_WRITTEN EXERCISE A_.
Answer these from the patent claims:
(i) What type of rotary sensor does claim 5 name?
(ii) What does claim 3 say the processor is?
(iii) In claim 4, what does the coil assembly detect?
_WRITTEN EXERCISE B_. Reproduce the patent claims word for word, starting at "4. The system" and going up to and including "the magnetic core.".

2. The system of claim 1 further comprising:
a display coupled to the processor for receiving the output and for displaying a waveform representation thereof.
3. The system of claim 1 wherein, the processor is an analog to digital converter coupled to a computer.
4. The system of claim 1 wherein, the mandrel position sensor comprises:
a magnetic core;
a non-magnetic spacer, operatively connected to the magnetic core at a free end of the mandrel; and
a coil assembly for detecting movement of the magnetic core.
5. The system of claim 1 wherein, the rotary sensor is a rotary shaft encoder.
6. A method for monitoring a pilger mill which includes crankshaft driving rolls with a reciprocating motion to cyclically process a tube over a mandrel having a free end comprising the steps of:
providing a mandrel position signal correlated with an axial position of the mandrel;
providing a crankshaft position signal correlated with an angular position of the crankshaft; and
processing the mandrel position signal and the crankshaft position signal to provide a mandrel motion signal representative of the mandrel free end position so that when the mandrel motion signal from at least two mill cycles are uniformly displayed, the tube is being processed in a substantially uniform manner to a substantially uniform size.

_STORED DATA_.

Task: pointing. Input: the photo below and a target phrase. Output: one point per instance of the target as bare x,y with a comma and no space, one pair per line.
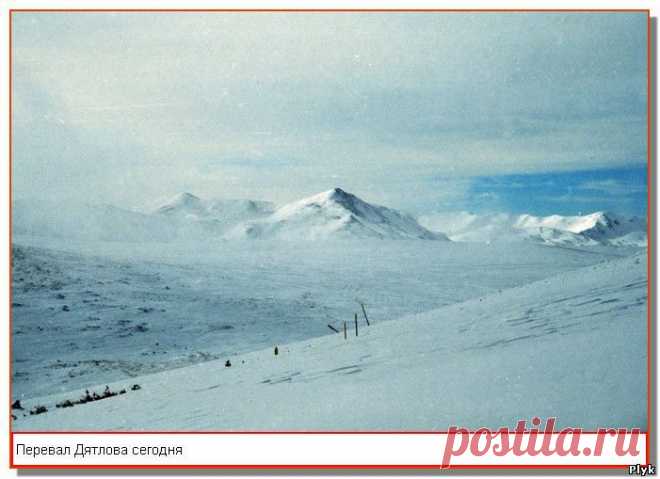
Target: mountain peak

_CORRECT OUTPUT A_.
(i) A rotary shaft encoder.
(ii) An analog to digital converter coupled to a computer.
(iii) Movement of the magnetic core.

_CORRECT OUTPUT B_.
4. The system of claim 1 wherein, the mandrel position sensor comprises:
a magnetic core;
a non-magnetic spacer, operatively connected to the magnetic core at a free end of the mandrel; and
a coil assembly for detecting movement of the magnetic core.